* Set problem *
Convert the listing below into a Markdown table with the columns "Row" and "Line," giving each nonblank line its own numbered row and leaving out the blank lines.
————
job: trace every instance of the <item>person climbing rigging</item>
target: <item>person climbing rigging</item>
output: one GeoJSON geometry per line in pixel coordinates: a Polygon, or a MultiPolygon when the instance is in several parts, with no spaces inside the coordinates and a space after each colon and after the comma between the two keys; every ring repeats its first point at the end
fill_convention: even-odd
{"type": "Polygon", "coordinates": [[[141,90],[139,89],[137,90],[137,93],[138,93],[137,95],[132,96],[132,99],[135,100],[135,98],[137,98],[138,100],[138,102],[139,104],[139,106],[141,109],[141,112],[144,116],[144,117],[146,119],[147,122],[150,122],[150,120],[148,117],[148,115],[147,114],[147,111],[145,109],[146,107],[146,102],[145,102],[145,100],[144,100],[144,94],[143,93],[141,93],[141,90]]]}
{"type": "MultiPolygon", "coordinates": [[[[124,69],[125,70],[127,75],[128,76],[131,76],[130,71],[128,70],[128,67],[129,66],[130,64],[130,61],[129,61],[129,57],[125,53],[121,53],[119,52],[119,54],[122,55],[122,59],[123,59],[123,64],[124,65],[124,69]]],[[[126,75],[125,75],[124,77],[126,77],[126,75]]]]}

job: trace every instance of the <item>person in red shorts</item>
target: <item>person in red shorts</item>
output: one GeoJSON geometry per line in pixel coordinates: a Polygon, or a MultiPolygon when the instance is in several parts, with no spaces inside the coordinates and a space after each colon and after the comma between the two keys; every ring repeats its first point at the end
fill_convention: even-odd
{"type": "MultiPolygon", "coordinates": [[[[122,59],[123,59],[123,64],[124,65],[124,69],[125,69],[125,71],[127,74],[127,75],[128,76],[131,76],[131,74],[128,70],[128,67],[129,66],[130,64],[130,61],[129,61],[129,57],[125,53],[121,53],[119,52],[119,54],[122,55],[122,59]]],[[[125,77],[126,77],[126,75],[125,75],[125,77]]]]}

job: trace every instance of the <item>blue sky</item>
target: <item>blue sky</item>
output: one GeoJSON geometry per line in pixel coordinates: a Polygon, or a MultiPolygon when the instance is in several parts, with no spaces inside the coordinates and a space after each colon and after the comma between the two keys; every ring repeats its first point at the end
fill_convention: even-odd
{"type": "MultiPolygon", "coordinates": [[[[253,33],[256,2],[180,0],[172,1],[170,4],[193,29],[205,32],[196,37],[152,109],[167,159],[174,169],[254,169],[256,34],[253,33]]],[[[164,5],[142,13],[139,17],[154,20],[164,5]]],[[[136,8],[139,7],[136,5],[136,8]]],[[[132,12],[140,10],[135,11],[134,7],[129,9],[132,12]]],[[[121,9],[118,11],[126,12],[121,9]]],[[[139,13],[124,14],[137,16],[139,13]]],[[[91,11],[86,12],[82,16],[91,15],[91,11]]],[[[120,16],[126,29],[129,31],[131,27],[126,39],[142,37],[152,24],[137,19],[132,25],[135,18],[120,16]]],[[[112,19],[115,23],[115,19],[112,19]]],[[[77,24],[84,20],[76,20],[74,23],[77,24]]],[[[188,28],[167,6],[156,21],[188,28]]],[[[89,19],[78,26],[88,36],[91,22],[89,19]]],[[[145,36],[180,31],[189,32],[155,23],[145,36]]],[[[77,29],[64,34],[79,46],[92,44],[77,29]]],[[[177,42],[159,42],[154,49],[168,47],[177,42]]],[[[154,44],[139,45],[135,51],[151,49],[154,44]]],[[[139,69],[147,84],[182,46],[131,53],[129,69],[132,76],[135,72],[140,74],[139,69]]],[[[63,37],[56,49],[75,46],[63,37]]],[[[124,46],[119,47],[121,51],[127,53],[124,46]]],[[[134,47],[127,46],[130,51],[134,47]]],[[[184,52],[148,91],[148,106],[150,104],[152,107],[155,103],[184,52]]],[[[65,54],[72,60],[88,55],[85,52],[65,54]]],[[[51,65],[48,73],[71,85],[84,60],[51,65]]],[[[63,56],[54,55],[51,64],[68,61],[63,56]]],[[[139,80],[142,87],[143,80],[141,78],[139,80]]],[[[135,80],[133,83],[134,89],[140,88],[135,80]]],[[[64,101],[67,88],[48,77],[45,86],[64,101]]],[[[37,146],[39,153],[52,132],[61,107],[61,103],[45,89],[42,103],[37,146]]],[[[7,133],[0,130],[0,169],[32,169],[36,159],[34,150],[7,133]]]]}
————
* Response below *
| Row | Line |
|---|---|
| 1 | job: trace every instance of the <item>person climbing rigging</item> |
| 2 | target: <item>person climbing rigging</item> |
| 3 | output: one GeoJSON geometry per line in pixel coordinates: a Polygon, or a MultiPolygon when the instance is in several parts, with no spaces inside the coordinates and a space after each colon and after the comma between the two keys; every ring repeats its first point at the end |
| 4 | fill_convention: even-odd |
| 5 | {"type": "Polygon", "coordinates": [[[141,90],[139,89],[137,90],[137,93],[138,93],[137,95],[132,96],[132,99],[135,100],[135,98],[137,98],[138,100],[138,102],[139,104],[139,106],[141,109],[141,112],[144,116],[144,117],[146,119],[147,122],[150,122],[150,120],[148,117],[148,115],[147,114],[147,111],[145,109],[146,107],[146,102],[145,102],[145,100],[144,100],[144,94],[143,93],[141,93],[141,90]]]} |
| 6 | {"type": "MultiPolygon", "coordinates": [[[[124,69],[125,70],[127,75],[128,76],[131,76],[130,71],[128,70],[128,67],[129,66],[130,64],[130,61],[129,61],[129,57],[125,53],[121,53],[119,52],[119,54],[122,55],[122,59],[123,59],[123,64],[124,65],[124,69]]],[[[126,75],[125,75],[124,77],[126,77],[126,75]]]]} |
| 7 | job: trace every instance of the <item>person in red shorts</item> |
| 8 | target: <item>person in red shorts</item> |
| 9 | output: one GeoJSON geometry per line in pixel coordinates: a Polygon, or a MultiPolygon when the instance is in several parts, with no spaces inside the coordinates and a space after each colon and after the comma between the two keys; every ring repeats its first point at the end |
| 10 | fill_convention: even-odd |
| 11 | {"type": "MultiPolygon", "coordinates": [[[[122,59],[123,59],[123,64],[124,65],[124,69],[125,69],[125,71],[127,74],[127,75],[128,76],[131,76],[131,74],[128,70],[128,67],[129,66],[130,64],[130,61],[129,61],[129,57],[125,53],[121,53],[119,52],[119,54],[122,55],[122,59]]],[[[125,77],[126,77],[126,75],[125,75],[125,77]]]]} |
| 12 | job: trace every instance of the <item>blue sky</item> |
| 13 | target: <item>blue sky</item> |
| 14 | output: one GeoJSON geometry per line in pixel coordinates: a Polygon, or a MultiPolygon when the instance is in several parts, with no spaces inside the coordinates and a space after each colon and after the comma between the two keys; every ring repeats its first point at the end |
| 15 | fill_convention: even-odd |
| 16 | {"type": "MultiPolygon", "coordinates": [[[[253,33],[256,2],[180,0],[172,1],[170,4],[193,29],[205,32],[196,37],[152,109],[167,159],[174,169],[254,169],[256,34],[253,33]]],[[[164,5],[142,13],[139,17],[154,20],[164,5]]],[[[136,8],[139,7],[136,5],[136,8]]],[[[132,12],[140,10],[135,11],[134,7],[129,9],[132,12]]],[[[121,9],[118,11],[126,12],[121,9]]],[[[139,13],[124,14],[137,16],[139,13]]],[[[91,11],[86,12],[82,16],[91,15],[91,11]]],[[[120,16],[126,29],[129,31],[131,27],[126,39],[142,37],[152,24],[137,19],[132,25],[135,18],[120,16]]],[[[112,19],[115,23],[115,19],[112,19]]],[[[77,24],[84,20],[76,20],[74,23],[77,24]]],[[[188,28],[167,6],[156,21],[188,28]]],[[[89,19],[78,26],[88,36],[91,22],[89,19]]],[[[145,36],[180,31],[189,32],[155,23],[145,36]]],[[[77,29],[64,34],[79,46],[92,44],[77,29]]],[[[177,42],[159,42],[154,49],[168,47],[177,42]]],[[[154,44],[139,45],[135,51],[151,49],[154,44]]],[[[139,69],[147,84],[182,46],[131,53],[129,69],[132,76],[135,72],[140,74],[139,69]]],[[[63,37],[56,49],[75,46],[63,37]]],[[[124,46],[119,47],[121,51],[127,53],[124,46]]],[[[134,47],[127,46],[130,51],[134,47]]],[[[184,52],[148,91],[148,106],[150,104],[152,107],[155,103],[184,52]]],[[[65,54],[72,60],[88,55],[85,52],[65,54]]],[[[51,65],[48,73],[71,85],[84,60],[51,65]]],[[[63,56],[54,55],[51,64],[68,61],[63,56]]],[[[139,80],[142,87],[143,80],[141,78],[139,80]]],[[[135,80],[133,83],[134,89],[140,88],[135,80]]],[[[64,101],[67,88],[48,77],[45,86],[64,101]]],[[[37,146],[39,153],[52,132],[61,107],[61,103],[45,89],[42,103],[37,146]]],[[[7,133],[0,130],[0,169],[32,169],[36,159],[34,150],[7,133]]]]} |